Problem description ▸ In the book announcement, who worked with the author to write Unlocking Student Talent?
[Selected text — start]
By Gene Kerns, EdD, Vice President and Chief Academic Officer
I’m thrilled to announce the release of my new book, Unlocking Student Talent: The New Science of Developing Expertise.
As the chief academic officer at Renaissance, one of my top priorities is helping educators understand how advances in learning science can be applied in the classroom. To keep up with things, I have to read a lot. Nearly every publication adds a bit of new information or insight, but a precious few change the way I view the world. The Talent Code by Daniel Coyle is one of those precious few.
The book profiles the experiences of world-class performers—people who stand out in various fields. Through a combination of research, site visits, and stories, Coyle attempts to illuminate “the talent code”—a series of experiences and factors that turn generally ordinary people into world-class performers.
I stumbled upon the book on the way to a meeting. While waiting in an airport, it caught my eye and I purchased it on a whim. I started reading it during the flight and found it impossible to put down. When I landed, I couldn’t wait to tell others. In fact, during the meeting, eyes began to roll as I continually referenced the book.
One of the three elements Coyle identifies as essential to eventual success is “deep practice.” Since its formation, Renaissance has stressed the vital importance of students practicing essential skills. Coyle’s insights shed new light on why we’ve seen such great success with our practice programs, Renaissance Accelerated Reader 360® and Renaissance Accelerated Math®.
After The Talent Code, I transitioned to similar works: Outliers by Malcom Gladwell, Talent is Overrated by Geoff Colvin, and Bounce by Matthew Syed. I also became aware of Dr. Anders Ericsson’s seminal research and the book he recently co-authored along with Robert Pool, Peak: Secrets from the New Science of Expertise. I even had the fortune to host Ericsson’s webinar on the secrets of deliberate practice.
Dr. Gene Kerns
As much as I enjoyed all these works, something pained me about them. Most were written for a general audience, and none of them were expressly written with educators in mind. After years of reflecting on how to best distill this research with educators at the forefront, I had the opportunity to work with Dr. Robin Fogarty, internationally renowned education consultant and author, and Brian Pete, adult learning and professional development expert. The result of our collaboration is Unlocking Student Talent: The New Science of Developing Expertise, which presents this research in meaningful terms for educators.
We’re very excited by the book’s early reception. Dr. Ericsson and Mr. Pool graciously reviewed the text and, in the forward, they heralded the book as “offer[ing] revolutionary proposals for transforming general education.” Leading assessment expert Dr. Rick Stiggins provided an endorsement and called the book “a guide book for all who wish to use assessment for learning and other strategies in partnership with talented learners in the service of their success.” (I also had the pleasure of hosting Dr. Stiggins’ webinar on the perfect district assessment system.)
We hope this book will change the way educators like you view daily work and that it has a profound impact on you, much like The Talent Code did on me. The science of expertise reveals that we are all gifted. We are “all endowed with a brain so flexible and adaptable that it [can], with the right sort of training, develop a capability that seems quite magical to those who do not possess it” (Ericsson and Pool, 2016).
So much talent is yet to be tapped.
Gene Kerns, EdD, is a third-generation educator with teaching experience from elementary through the university level, in addition to his K–12 administrative experience. As Vice President and Chief Academic Officer at Renaissance, Dr. Kerns advises educators in both the US and the UK about academic trends and opportunities. Previously, he served as the Supervisor of Academic Services for the Milford School District in Milford, Delaware. He has bachelor’s and master’s degrees from Longwood College in Virginia and a doctor of education degree from the University of Delaware. His first publication, Informative Assessment: When It’s Not About a Grade, focused on using routine, reflective, and rigorous informative assessments to inform and improve teaching practices and student learning.
[Selected text — finish]
[Exercise data — start]
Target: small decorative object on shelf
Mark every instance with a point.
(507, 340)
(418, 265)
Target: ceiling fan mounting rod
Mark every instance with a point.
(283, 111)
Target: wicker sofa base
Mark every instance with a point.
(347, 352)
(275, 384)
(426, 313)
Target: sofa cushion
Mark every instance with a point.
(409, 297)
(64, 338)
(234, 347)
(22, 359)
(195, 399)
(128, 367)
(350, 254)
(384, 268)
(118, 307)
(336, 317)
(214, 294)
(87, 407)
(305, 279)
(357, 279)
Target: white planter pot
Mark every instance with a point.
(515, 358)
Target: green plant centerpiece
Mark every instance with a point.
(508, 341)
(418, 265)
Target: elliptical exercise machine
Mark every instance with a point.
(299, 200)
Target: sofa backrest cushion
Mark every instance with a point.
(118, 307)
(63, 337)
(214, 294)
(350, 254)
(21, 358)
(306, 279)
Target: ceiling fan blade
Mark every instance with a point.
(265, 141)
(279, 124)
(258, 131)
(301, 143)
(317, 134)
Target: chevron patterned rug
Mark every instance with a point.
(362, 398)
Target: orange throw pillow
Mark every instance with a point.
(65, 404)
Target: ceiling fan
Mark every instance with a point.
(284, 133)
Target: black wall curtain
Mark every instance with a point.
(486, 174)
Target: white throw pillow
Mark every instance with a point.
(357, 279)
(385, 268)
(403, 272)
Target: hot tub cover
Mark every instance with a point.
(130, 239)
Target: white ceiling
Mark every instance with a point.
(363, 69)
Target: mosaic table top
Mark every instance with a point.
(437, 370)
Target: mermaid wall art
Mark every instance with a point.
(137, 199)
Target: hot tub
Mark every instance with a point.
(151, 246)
[Exercise data — finish]
Written solution ▸ Dr. Robin Fogarty and Brian Pete.